[課題 A]: このあとに続く、契約書の題名についての文章を、一字も変えずに全文返してください。

[本文抜粋]:
________________________________________

契約書作成の勘所は“見える化”であるので、
1.題名を“見える化”すること
⑴ 題名と内容が一致している契約書の例
○建築業者との「建物建築請負契約書」
○宅建業者との「不動産売買媒介委託契約書」

⑵ 一致していないもの
×コンサル会社との「業務委託契約書」 → 内容が見えない。
×コンサル会社との「M&Aに関する業務委託契約書 → 同じく見えない。
次の契約書は、題名と内容が一致している。
○コンサル会社(税理士法人系)との「M&Aに伴う税務アドバイザリー契約書」
○コンサル会社との間の「M&Aの対象企業の紹介に関する業務委託契約書」
○コンサル会社との間の「継続的な○○事務の処理を目的とする業務委託契約書」

________________________________________

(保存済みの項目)
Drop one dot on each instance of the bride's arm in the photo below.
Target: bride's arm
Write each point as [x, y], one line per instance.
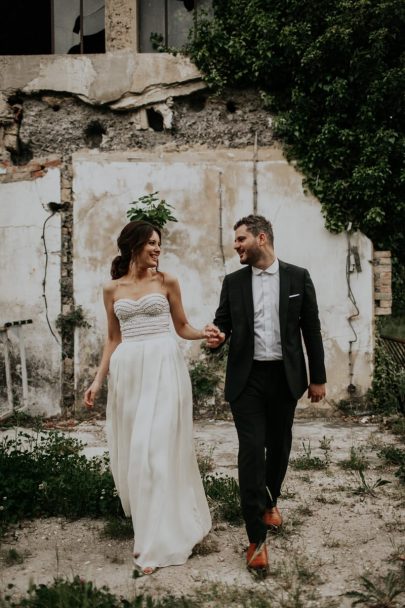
[112, 340]
[180, 322]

________________________________________

[課題 B]: 上の記録の行をすべて、一字も変えずに打ち直してください。画像は答えに入れないでください。

[解答 A]:
契約書作成の勘所は“見える化”であるので、
1.題名を“見える化”すること
⑴ 題名と内容が一致している契約書の例
○建築業者との「建物建築請負契約書」
○宅建業者との「不動産売買媒介委託契約書」

⑵ 一致していないもの
×コンサル会社との「業務委託契約書」 → 内容が見えない。
×コンサル会社との「M&Aに関する業務委託契約書 → 同じく見えない。
次の契約書は、題名と内容が一致している。
○コンサル会社(税理士法人系)との「M&Aに伴う税務アドバイザリー契約書」
○コンサル会社との間の「M&Aの対象企業の紹介に関する業務委託契約書」
○コンサル会社との間の「継続的な○○事務の処理を目的とする業務委託契約書」

[解答 B]:
Drop one dot on each instance of the bride's arm in the photo below.
Target: bride's arm
Write each point as [x, y], one line per instance.
[112, 340]
[180, 322]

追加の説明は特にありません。